- _WORK REQUIRED_: Copy out the data below word for word, starting at the line containing "shoulder patch in this photo." and continuing through the last line of the data.

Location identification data
[Start]
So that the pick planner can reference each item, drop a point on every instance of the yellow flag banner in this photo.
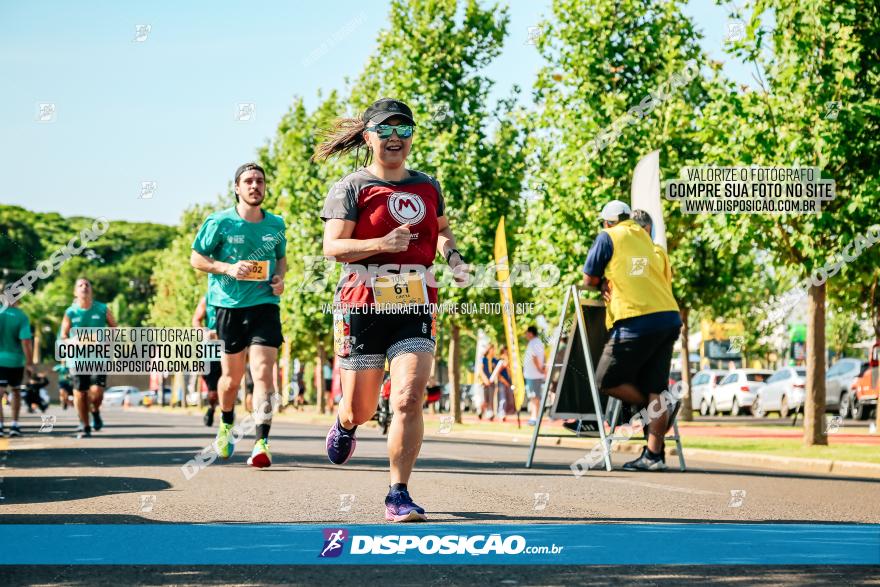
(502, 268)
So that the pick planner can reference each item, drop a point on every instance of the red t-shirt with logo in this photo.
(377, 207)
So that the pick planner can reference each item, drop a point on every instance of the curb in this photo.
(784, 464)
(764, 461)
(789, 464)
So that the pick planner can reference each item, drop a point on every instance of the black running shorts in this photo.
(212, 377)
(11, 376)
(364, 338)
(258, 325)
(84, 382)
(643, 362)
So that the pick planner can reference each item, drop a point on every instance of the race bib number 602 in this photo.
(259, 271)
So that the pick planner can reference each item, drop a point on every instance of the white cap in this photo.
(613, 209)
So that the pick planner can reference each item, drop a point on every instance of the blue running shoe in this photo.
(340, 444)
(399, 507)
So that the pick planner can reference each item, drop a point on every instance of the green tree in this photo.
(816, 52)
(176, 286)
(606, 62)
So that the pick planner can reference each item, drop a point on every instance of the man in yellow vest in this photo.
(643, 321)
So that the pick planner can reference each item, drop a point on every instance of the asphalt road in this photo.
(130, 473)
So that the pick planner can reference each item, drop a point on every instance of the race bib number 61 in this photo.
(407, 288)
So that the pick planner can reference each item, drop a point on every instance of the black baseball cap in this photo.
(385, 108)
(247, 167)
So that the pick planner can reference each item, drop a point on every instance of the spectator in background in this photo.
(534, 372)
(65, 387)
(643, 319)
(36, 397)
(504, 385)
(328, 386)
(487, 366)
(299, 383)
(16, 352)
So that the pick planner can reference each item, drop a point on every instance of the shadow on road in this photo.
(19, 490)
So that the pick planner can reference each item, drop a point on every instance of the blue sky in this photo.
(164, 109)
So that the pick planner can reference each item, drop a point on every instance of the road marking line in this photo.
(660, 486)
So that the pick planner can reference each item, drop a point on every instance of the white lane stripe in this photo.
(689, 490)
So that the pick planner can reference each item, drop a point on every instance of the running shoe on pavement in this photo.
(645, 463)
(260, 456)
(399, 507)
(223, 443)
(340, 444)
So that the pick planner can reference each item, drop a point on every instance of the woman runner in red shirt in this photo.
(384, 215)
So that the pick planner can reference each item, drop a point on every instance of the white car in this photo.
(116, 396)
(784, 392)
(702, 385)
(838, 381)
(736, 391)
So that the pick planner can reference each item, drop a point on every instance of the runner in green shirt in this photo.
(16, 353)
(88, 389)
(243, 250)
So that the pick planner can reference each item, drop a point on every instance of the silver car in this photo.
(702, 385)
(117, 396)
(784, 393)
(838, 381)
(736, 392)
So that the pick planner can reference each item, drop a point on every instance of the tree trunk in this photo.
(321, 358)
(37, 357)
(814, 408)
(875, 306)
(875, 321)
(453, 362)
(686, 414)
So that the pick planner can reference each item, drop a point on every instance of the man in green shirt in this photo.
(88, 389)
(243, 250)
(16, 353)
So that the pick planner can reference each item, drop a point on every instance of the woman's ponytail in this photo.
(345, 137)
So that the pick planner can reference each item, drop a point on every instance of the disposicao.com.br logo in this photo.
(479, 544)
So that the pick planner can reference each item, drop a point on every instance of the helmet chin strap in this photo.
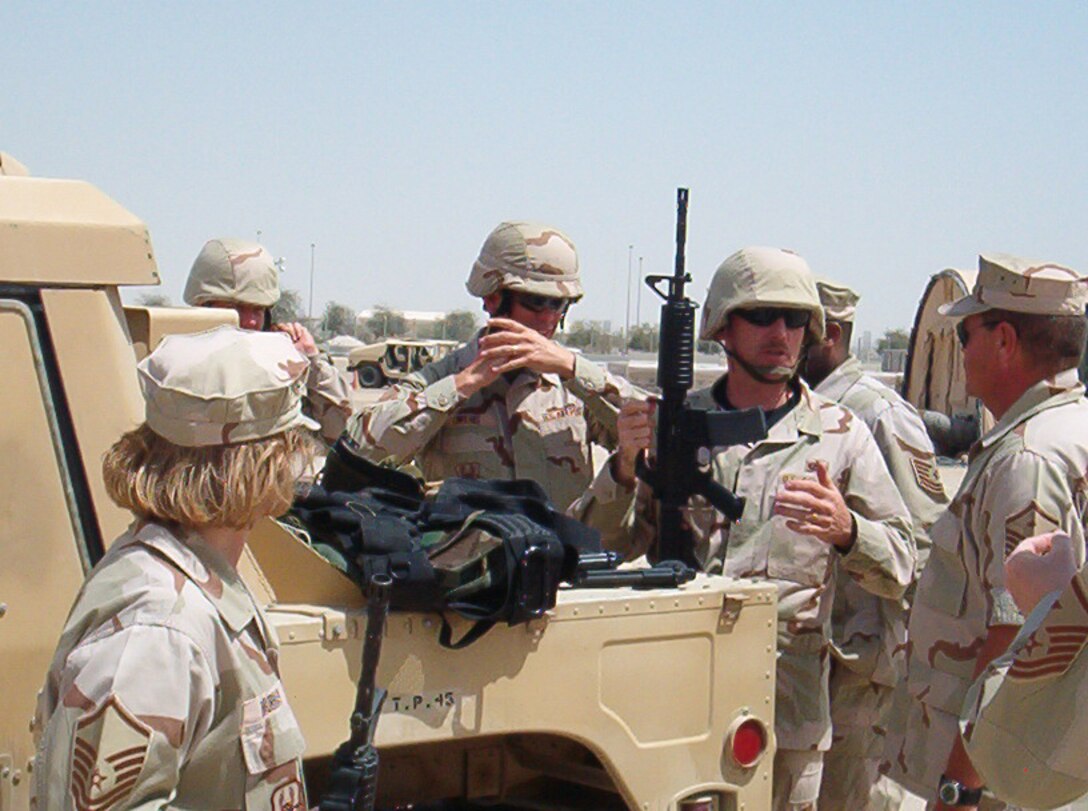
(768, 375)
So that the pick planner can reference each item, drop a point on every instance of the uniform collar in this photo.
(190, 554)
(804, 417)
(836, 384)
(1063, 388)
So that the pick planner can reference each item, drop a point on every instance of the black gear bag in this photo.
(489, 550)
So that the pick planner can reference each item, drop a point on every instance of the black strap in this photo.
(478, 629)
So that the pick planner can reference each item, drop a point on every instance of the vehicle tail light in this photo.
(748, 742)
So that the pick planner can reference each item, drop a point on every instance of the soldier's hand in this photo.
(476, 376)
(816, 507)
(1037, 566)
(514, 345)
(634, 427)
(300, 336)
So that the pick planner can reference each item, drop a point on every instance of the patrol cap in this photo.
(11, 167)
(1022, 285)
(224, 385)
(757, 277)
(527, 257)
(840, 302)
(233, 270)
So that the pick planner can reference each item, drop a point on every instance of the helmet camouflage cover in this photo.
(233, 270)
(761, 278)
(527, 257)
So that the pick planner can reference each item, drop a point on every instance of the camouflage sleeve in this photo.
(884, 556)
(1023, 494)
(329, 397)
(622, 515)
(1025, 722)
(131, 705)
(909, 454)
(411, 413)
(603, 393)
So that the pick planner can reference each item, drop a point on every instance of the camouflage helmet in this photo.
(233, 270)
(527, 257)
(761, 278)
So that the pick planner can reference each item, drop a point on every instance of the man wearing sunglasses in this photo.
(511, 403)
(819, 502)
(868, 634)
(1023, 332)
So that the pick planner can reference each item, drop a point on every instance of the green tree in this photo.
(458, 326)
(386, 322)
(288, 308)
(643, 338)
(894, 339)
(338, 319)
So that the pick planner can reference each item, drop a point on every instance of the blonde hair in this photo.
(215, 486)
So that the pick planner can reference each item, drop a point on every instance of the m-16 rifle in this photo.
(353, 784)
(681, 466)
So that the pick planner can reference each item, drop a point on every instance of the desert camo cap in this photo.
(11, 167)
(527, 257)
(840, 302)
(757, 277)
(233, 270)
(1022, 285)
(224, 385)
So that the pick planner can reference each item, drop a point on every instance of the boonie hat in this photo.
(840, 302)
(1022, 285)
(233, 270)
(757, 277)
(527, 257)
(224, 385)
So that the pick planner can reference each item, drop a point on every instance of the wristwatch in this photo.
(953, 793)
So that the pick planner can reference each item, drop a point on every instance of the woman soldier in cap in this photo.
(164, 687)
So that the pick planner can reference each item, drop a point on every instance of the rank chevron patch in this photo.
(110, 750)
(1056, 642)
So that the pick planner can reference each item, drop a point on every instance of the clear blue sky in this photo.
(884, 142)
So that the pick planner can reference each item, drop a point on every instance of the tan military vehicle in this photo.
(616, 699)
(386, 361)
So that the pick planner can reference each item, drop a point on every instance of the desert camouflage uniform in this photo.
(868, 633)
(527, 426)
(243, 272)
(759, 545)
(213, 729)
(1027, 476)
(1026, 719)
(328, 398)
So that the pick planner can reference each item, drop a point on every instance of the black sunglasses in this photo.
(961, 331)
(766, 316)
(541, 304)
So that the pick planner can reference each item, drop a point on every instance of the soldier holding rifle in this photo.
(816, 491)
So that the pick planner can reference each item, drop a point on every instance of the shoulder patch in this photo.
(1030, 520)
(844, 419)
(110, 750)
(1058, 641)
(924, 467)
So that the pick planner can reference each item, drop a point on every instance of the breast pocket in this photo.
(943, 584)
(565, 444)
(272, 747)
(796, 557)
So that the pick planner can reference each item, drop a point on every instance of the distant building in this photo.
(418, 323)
[End]
- _CORRECT RESPONSE_:
So that the pick planner can reference each item, drop a point on every instance of the shoulder patch in this photo.
(1030, 520)
(844, 419)
(110, 750)
(1058, 641)
(924, 467)
So that the pick planner can reference each item, drop a point on every instance of the breast pocket in this photo.
(943, 584)
(565, 444)
(272, 747)
(796, 557)
So that the pick planner can reference each item, drop a point on every instance of the distant building in this photo.
(418, 323)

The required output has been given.